→ Exercise data
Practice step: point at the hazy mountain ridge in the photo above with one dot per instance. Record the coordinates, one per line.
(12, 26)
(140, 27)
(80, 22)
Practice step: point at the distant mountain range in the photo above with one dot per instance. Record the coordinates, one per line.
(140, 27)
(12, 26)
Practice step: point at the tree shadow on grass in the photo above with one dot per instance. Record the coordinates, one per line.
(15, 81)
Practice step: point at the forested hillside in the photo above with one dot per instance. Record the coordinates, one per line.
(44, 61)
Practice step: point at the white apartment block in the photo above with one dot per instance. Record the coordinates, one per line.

* * *

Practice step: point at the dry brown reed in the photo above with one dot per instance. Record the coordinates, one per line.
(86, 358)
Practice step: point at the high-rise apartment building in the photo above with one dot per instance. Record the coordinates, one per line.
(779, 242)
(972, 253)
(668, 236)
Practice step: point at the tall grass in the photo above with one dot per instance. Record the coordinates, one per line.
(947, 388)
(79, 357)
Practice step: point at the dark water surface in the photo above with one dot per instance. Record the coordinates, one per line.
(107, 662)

→ Instructions for the task
Transcribe each line of the data above, unaltered, from the one where "Practice step: point at the tree" appears to the one where "Practice step: point at the white" appears, inclusive of both.

→ Exercise answer
Practice step: point at the tree shadow on grass in the photo above with one dot per instance. Record the coordinates, one per line.
(15, 81)
Practice step: point at the forested hillside in the photo above with one dot per instance. Record the coordinates, one per line.
(44, 61)
Practice step: point at the white apartment block in the photo above with one dot per instance. Record the coordinates, one per line.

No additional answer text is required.